• **Written problem**
List every line of the entries below that contains the string "green", copying each one in full. Letter case counts.

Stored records
** START **

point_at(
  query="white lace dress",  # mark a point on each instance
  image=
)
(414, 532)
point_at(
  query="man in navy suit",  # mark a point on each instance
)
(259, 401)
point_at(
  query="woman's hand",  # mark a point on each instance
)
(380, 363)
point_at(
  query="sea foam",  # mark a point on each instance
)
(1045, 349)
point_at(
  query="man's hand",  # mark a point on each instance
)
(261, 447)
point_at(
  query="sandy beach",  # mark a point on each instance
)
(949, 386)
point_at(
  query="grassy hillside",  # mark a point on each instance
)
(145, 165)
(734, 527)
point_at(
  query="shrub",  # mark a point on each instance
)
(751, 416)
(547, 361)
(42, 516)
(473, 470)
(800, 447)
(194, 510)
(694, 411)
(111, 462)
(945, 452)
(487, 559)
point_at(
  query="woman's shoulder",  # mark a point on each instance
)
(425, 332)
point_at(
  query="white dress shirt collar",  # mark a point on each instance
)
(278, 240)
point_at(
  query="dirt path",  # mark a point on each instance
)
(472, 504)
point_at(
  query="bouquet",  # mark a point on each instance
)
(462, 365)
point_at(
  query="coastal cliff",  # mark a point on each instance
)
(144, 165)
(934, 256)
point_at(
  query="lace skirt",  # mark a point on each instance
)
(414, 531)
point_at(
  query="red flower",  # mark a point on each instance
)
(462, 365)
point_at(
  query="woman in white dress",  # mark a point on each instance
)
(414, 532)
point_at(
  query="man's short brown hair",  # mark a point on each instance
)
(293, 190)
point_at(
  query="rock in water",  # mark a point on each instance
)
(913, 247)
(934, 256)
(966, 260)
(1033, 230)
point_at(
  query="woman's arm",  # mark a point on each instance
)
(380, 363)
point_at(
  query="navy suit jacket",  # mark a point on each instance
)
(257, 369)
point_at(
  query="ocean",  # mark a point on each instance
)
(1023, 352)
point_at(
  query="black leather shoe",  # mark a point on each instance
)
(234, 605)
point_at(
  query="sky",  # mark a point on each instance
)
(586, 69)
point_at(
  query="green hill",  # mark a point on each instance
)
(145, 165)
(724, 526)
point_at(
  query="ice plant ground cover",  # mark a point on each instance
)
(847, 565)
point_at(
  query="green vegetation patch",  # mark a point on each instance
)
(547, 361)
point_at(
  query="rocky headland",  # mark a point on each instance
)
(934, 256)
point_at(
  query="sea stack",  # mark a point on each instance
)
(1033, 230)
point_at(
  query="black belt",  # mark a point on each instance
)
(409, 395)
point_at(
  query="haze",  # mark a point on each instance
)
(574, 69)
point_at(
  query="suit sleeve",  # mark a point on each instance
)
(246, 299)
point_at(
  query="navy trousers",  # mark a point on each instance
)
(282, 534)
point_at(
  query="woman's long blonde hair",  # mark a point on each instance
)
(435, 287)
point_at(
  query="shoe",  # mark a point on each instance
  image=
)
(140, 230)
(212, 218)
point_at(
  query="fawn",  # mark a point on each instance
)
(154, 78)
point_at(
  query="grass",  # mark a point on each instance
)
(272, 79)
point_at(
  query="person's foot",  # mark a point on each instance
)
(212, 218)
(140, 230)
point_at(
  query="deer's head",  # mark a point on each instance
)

** END **

• **Expected output**
  query="green hill",  # mark a point on each instance
  query="green vegetation patch",  # mark a point on each instance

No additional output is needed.